EXERCISE OBJECTIVE
Rewrite the stretch from the line containing "One pin marks each instance of the lamp" through the end of the records, replacing "leafy tree" with "shade tree" and leaving everything else unchanged.

SUPPLIED DATA

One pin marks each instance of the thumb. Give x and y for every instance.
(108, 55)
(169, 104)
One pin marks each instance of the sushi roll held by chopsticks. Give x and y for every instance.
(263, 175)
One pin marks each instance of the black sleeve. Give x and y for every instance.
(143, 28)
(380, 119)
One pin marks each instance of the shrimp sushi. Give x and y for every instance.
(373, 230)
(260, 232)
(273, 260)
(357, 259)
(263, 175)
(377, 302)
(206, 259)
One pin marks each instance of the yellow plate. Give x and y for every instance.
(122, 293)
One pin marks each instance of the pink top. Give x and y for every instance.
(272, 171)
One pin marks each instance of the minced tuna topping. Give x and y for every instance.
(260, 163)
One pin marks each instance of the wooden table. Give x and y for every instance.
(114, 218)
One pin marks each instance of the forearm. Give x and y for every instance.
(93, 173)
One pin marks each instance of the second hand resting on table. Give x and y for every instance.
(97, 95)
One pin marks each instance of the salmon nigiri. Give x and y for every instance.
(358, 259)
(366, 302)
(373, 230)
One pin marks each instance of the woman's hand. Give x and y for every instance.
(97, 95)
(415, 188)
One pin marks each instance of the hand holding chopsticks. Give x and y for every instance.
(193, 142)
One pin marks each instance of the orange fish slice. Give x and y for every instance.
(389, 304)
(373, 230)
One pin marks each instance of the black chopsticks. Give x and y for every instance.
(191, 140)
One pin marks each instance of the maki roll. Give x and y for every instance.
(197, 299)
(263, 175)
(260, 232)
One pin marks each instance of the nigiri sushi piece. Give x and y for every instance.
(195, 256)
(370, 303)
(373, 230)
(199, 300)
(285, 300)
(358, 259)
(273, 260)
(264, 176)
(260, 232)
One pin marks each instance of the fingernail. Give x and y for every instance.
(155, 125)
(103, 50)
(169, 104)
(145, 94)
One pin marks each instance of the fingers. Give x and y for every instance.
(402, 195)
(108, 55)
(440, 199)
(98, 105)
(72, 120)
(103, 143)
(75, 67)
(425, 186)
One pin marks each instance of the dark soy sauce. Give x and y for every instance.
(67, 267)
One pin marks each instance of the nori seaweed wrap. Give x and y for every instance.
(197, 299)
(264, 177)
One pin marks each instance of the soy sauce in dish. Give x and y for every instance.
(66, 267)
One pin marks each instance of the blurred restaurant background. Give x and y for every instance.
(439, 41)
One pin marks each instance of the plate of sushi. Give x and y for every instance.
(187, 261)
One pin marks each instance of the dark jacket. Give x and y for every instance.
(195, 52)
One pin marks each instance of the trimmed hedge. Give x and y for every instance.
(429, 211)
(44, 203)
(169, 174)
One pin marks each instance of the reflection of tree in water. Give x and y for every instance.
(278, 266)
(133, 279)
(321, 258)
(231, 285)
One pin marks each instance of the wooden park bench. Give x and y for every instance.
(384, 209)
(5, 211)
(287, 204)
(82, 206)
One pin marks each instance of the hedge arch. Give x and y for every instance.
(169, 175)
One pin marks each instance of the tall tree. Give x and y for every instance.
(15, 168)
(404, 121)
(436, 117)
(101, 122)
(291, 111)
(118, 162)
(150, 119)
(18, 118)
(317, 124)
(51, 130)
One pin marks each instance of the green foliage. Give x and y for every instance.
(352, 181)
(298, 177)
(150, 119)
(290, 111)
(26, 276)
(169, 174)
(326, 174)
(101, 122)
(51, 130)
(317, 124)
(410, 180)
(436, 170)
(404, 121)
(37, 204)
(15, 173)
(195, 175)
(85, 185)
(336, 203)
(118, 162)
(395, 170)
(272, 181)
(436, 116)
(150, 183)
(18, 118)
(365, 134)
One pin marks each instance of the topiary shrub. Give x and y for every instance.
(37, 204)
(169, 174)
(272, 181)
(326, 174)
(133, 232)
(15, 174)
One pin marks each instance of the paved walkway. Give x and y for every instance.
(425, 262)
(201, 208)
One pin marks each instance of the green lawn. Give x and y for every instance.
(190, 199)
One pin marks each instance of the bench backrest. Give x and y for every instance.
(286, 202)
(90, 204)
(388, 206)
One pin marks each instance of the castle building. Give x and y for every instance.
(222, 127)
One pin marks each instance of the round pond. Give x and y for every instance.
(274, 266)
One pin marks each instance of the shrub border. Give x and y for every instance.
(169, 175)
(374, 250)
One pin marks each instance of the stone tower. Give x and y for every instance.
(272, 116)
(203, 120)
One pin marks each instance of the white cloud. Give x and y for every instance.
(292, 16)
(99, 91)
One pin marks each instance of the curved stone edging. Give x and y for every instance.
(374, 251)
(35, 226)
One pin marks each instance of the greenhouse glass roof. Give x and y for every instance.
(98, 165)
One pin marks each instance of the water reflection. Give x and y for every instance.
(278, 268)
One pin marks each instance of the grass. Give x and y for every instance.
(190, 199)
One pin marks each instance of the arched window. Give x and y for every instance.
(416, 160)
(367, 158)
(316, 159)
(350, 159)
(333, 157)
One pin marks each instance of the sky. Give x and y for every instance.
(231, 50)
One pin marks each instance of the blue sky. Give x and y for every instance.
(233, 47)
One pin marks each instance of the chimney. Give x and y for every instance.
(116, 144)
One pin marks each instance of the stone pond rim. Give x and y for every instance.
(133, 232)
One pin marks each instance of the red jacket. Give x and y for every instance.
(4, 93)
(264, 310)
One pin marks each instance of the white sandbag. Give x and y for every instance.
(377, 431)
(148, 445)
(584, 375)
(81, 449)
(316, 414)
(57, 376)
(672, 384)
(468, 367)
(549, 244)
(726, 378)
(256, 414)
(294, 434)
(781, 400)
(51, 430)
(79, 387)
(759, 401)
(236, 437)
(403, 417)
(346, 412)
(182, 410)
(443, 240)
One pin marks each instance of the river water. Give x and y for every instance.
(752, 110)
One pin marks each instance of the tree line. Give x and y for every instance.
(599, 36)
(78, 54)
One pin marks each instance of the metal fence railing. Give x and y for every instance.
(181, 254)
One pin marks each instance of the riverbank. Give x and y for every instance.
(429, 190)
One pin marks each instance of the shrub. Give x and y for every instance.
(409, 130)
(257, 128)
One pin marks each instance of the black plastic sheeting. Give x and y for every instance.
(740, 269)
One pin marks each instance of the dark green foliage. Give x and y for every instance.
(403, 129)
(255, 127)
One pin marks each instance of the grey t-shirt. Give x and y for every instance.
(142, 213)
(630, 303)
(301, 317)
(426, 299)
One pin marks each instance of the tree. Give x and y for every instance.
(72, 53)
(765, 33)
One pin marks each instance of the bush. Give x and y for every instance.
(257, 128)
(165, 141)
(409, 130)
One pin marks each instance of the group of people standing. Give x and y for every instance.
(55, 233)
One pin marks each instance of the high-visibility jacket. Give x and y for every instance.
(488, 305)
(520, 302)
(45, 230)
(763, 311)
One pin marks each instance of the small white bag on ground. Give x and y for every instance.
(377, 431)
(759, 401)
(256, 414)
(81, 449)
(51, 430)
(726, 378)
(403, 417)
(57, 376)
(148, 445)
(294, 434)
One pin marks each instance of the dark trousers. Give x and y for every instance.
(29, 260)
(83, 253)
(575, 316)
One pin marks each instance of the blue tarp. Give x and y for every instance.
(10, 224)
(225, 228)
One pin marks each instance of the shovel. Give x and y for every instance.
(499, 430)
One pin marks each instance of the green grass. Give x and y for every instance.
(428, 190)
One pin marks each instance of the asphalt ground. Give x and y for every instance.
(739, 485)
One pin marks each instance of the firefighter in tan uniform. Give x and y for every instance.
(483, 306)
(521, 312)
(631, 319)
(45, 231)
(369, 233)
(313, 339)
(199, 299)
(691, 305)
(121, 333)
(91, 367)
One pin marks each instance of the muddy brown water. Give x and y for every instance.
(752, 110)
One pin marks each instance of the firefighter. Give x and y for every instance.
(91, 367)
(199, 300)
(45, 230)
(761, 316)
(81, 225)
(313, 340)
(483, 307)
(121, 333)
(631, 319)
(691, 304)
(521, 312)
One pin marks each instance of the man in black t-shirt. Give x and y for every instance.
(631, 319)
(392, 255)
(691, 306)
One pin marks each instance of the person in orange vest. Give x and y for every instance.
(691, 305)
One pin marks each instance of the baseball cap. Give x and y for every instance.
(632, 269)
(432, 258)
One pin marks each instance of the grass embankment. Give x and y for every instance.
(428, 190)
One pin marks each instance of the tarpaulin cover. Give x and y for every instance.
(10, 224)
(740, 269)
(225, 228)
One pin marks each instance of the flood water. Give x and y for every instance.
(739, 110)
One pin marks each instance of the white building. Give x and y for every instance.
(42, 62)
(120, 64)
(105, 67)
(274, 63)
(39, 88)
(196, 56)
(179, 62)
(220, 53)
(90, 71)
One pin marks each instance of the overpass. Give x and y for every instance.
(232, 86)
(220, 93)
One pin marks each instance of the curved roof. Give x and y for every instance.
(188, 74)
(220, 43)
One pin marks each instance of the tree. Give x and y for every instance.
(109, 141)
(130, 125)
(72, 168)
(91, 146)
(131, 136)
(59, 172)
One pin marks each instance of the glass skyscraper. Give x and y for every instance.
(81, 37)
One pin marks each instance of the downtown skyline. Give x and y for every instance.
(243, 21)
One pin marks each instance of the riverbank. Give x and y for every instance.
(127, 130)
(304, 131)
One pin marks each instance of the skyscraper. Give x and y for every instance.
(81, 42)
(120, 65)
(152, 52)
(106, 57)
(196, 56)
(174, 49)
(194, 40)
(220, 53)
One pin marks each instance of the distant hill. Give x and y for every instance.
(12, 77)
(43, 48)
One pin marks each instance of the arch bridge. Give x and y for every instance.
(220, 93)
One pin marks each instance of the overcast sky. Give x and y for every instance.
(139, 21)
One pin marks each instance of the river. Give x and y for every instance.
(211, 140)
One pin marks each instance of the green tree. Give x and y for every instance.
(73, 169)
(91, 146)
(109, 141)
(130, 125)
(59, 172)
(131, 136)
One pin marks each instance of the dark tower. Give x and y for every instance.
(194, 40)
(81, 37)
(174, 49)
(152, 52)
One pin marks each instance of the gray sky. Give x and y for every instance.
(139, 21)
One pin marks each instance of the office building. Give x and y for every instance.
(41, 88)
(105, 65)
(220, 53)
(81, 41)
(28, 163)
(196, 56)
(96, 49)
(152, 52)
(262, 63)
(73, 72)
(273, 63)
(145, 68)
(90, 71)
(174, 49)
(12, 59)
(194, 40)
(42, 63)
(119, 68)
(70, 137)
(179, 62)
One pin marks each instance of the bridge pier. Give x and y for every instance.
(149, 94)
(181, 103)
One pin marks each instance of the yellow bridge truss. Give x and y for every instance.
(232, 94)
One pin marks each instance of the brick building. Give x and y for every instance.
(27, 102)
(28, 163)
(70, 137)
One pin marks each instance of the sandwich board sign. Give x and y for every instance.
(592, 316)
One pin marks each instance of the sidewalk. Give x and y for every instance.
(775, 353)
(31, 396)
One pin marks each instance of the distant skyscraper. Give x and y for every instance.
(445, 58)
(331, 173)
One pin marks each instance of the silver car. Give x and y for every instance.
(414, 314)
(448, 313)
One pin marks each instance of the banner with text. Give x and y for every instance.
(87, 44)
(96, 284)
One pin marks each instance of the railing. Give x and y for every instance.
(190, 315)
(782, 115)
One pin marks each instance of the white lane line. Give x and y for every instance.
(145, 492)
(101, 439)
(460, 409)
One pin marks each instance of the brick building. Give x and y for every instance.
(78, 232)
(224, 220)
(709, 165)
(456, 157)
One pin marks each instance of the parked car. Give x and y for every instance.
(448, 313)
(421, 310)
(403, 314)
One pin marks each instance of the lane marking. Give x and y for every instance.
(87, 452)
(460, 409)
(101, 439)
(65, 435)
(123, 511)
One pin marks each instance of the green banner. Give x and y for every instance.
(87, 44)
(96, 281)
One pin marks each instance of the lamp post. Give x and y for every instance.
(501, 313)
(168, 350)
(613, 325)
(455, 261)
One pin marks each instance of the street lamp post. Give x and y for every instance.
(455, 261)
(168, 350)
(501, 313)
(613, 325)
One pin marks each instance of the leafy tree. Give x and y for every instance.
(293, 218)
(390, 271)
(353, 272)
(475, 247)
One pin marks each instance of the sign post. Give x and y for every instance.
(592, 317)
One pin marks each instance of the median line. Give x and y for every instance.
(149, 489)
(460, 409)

WRITTEN REPLY
One pin marks each instance of the lamp post. Give x and y for every instance.
(501, 313)
(168, 350)
(613, 325)
(455, 261)
One pin marks each instance of the street lamp post. Give x and y for every instance.
(455, 261)
(168, 350)
(501, 313)
(613, 325)
One pin marks each instance of the shade tree. Give x and y for every instance.
(293, 218)
(390, 271)
(353, 272)
(475, 247)
One pin marks each instance of the sign post. Give x and y for every instance.
(592, 317)
One pin marks each instance of the median line. Give x and y for every instance.
(149, 489)
(460, 409)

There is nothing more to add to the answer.